Selected extract
- - -

NAME

proctut5 - Thinking "Regex"

SYNOPSIS

This tutorial describes how to think like a regular expression engine would. Once your brain becomes accustomed to thinking like a regular expression engine, reading and writing regular expressions becomes a much easier and less error-prone experience.

DISCLAIMER

First of all, I should probably point out that there have been many excellent books written on the art of writing regular expressions. The finest, in my opinion, is still Jeffrey Friedl's Mastering Regular Expressions (O'Reilly), to which I have referred elsewhere. Friedl clearly explains how the several kinds of regular expression engines work, covers efficiency considerations, and many other useful aspects of regular expressions.

I don't do that. This is just an introduction into one kind of regular expression (namely procmail regular expressions) and space and time are my largest considerations, not completeness. So if this article leaves you hungry for more, go get some real food; otherwise, I hope that this will serve at least as a means whereby you can say, "golly, I never understood that before and now I do."

On to the discussion!

DESCRIPTION

Probably the kindest thing I can do for you is to disarm you of any ill feelings you may have toward regular expressions. By now (assuming you've read the previous tutorials), you should be comfortable using asterisks, plus signs, dots, and their friends.

What remains for you to become a master regular expression reader and writer is to actually read and write regular expressions. I'm just here to look over your shoulder and read these first few patterns to you in English so that you can do them for yourself later on.

We're going to discuss how regular expression engines work, in a nutshell, especially procmail's regular expression engine (since it behaves a little differently than most regular expression engines do). Along the way, we'll cover a few examples and hopefully demystify how stuff (namely procmail's regex matching) works.

Regex Engines Are Stoopid

With monotonous regularity, a regular expression engine will match precisely what it is told to over and over in exactly the same way. The behavior is predictable and easily understandable by humans if a couple of simple rules are adhered to. These rules are:

  1. leftmost match
  2. shortest match
  3. longest match to the right of \/

We'll discuss each of these rules in turn.

Leftmost Match

Procmail does have something in common with other regular expression programs: it tries to match as far left as possible. This means that it begins its examination at the left end and tries to make the pattern match. It only moves right if it can't match. An illustration may help make things clearer.

- - -

(Collected data)
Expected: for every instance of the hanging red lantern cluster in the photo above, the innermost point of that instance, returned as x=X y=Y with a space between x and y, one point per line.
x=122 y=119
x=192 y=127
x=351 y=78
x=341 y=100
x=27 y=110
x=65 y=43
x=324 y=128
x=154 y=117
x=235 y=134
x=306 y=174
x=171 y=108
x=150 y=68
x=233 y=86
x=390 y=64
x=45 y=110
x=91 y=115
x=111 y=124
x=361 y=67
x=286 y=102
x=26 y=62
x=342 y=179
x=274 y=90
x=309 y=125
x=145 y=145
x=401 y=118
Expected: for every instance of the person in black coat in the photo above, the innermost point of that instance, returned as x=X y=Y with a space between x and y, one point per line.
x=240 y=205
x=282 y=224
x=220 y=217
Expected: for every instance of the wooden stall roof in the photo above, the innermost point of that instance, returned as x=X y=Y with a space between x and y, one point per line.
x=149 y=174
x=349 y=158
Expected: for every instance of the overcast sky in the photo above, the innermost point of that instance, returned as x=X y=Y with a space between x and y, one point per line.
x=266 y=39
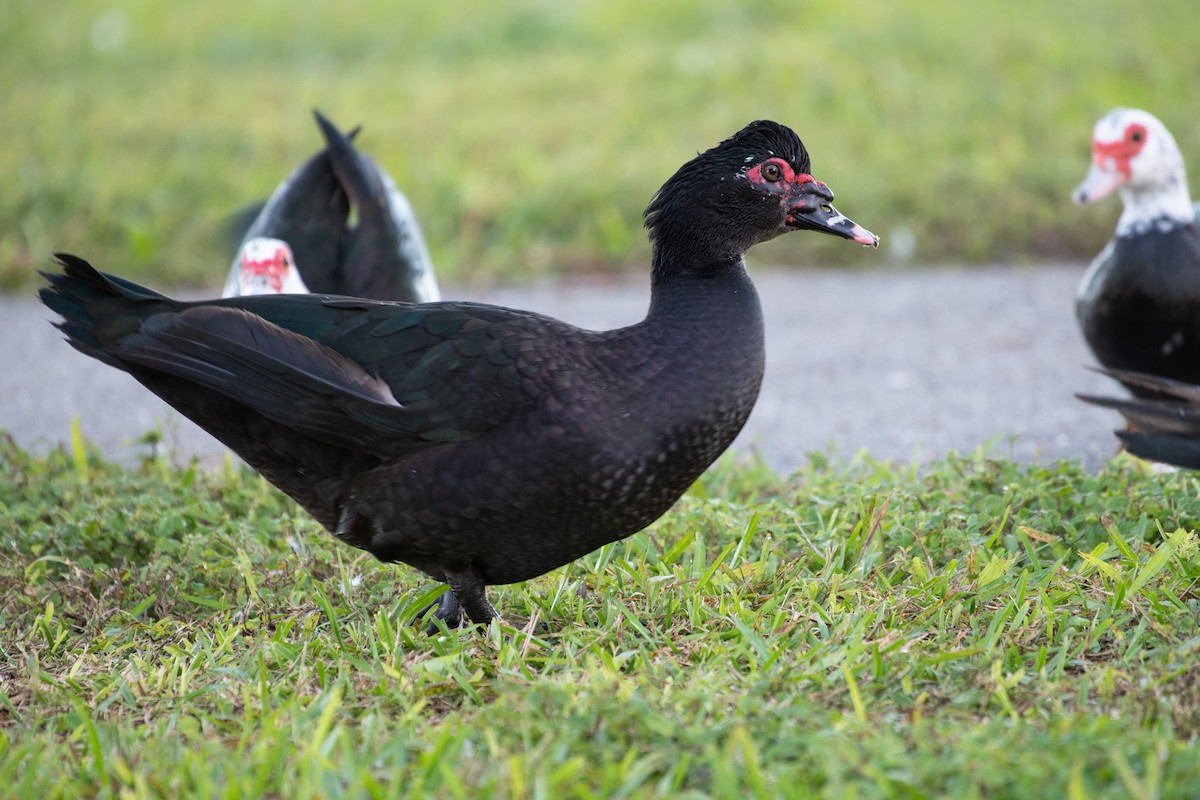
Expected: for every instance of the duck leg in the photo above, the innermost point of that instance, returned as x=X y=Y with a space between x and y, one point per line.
x=466 y=596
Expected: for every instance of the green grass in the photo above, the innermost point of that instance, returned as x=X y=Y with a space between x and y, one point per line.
x=977 y=629
x=531 y=137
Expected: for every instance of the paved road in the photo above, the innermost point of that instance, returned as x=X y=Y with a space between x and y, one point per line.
x=905 y=365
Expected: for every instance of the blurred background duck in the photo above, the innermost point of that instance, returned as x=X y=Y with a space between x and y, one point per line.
x=304 y=240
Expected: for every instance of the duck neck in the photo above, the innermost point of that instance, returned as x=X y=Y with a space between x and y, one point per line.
x=1163 y=206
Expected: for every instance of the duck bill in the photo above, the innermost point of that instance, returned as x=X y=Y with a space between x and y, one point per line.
x=1099 y=184
x=815 y=214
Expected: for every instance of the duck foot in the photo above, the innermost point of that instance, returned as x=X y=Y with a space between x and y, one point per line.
x=465 y=600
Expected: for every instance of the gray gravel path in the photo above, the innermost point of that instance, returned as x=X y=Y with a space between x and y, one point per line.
x=905 y=365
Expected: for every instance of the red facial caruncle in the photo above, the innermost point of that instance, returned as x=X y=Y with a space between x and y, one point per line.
x=273 y=265
x=777 y=170
x=1122 y=151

- - -

Task list
a: Please quote the procmail regex tutorial between "This tutorial describes" and "less error-prone experience.", inclusive.
b: Answer these questions from the procmail regex tutorial:
(i) Which book does it call the finest on writing regular expressions?
(ii) What are the three rules a regular expression engine follows?
(iii) At which end does procmail begin its examination when matching?
c: Summarize the procmail regex tutorial in two sentences.

Solution set
a:
This tutorial describes how to think like a regular expression engine would. Once your brain becomes accustomed to thinking like a regular expression engine, reading and writing regular expressions becomes a much easier and less error-prone experience.

b:
(i) Jeffrey Friedl's Mastering Regular Expressions (O'Reilly).
(ii) Leftmost match, shortest match, and longest match to the right of \/.
(iii) The left end.

c: The procmail regex tutorial teaches how to think like a regular expression engine, focusing on procmail's engine, which behaves a little differently than most. It says an engine's behavior follows three rules (leftmost match, shortest match, and longest match to the right of \/), and that procmail tries to match as far left as possible, moving right only when it can't match.